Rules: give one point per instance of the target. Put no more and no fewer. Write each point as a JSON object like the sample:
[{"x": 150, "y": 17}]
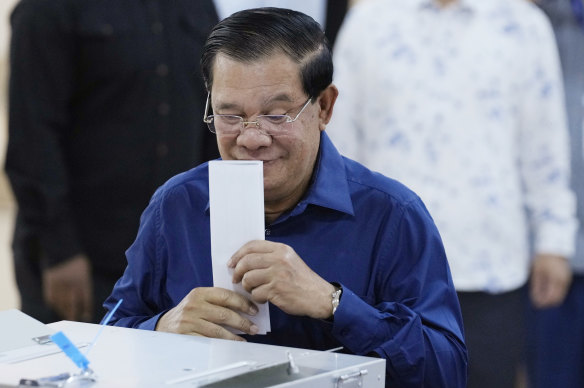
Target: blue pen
[{"x": 72, "y": 351}]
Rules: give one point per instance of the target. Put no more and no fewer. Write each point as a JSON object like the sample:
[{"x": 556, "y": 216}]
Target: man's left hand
__________________________________________________
**Objective**
Render every line of the material above as a JSON list of strings, one string per line, with blank lines and the pictures omitted.

**In response**
[
  "Rules: give one point per instance of the target. Put no more and no fewer. Write each point as a JSON object like the sample:",
  "[{\"x\": 150, \"y\": 17}]",
  "Target: blue pen",
  "[{\"x\": 72, \"y\": 351}]",
  "Rules: give one point per instance of the target. Put no more and no fewer. Write each point as a JSON object like the sample:",
  "[{\"x\": 556, \"y\": 216}]",
  "Target: man's left hand"
]